**Stated problem**:
Count the lines in the entries below that contain the string "chopped". Give only the number.

**Rows of bounding box annotation data**:
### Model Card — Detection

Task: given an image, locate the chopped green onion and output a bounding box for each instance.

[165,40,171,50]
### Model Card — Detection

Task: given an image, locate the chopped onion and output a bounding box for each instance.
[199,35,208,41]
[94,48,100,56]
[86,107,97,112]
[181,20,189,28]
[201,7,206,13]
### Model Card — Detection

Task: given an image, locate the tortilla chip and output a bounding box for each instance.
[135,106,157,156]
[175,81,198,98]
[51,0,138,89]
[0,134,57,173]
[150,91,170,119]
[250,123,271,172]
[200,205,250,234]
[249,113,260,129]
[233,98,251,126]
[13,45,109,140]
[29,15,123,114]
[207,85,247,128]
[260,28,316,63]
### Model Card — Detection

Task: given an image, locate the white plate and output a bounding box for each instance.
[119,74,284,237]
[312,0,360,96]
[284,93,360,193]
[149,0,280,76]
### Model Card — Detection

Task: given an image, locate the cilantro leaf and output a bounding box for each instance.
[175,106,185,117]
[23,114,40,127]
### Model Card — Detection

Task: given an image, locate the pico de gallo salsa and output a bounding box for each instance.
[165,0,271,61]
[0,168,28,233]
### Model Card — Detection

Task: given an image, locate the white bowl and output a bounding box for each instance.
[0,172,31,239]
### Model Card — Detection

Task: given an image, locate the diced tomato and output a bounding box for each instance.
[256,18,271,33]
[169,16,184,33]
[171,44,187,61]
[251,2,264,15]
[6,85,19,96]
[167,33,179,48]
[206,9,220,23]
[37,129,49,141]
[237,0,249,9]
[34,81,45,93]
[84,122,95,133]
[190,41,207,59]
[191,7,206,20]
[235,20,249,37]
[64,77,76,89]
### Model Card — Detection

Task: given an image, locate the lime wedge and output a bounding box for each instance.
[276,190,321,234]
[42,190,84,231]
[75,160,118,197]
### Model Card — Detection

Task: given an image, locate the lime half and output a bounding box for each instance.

**Solved problem**:
2